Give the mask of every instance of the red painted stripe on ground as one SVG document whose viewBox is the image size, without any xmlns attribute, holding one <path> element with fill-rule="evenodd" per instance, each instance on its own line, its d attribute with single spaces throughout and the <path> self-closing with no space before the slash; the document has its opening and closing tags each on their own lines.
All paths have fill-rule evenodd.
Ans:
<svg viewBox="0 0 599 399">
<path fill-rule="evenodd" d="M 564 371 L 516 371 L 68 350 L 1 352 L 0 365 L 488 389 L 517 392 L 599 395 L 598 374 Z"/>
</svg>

-- What you should do --
Retype the data above without any changes, keeping every line as it appears.

-- Solution below --
Give the mask of every instance of the red painted stripe on ground as one SVG document whose viewBox is the image size, without any xmlns attribute, holding one <path> element with fill-rule="evenodd" per instance, each instance on its own line, its d attribute with single spaces throughout and the <path> self-closing with no space before the slash; the document has its opening and closing tags each on their own lines.
All paths have fill-rule evenodd.
Ans:
<svg viewBox="0 0 599 399">
<path fill-rule="evenodd" d="M 564 371 L 516 371 L 68 350 L 1 352 L 0 365 L 488 389 L 517 392 L 599 395 L 598 374 Z"/>
</svg>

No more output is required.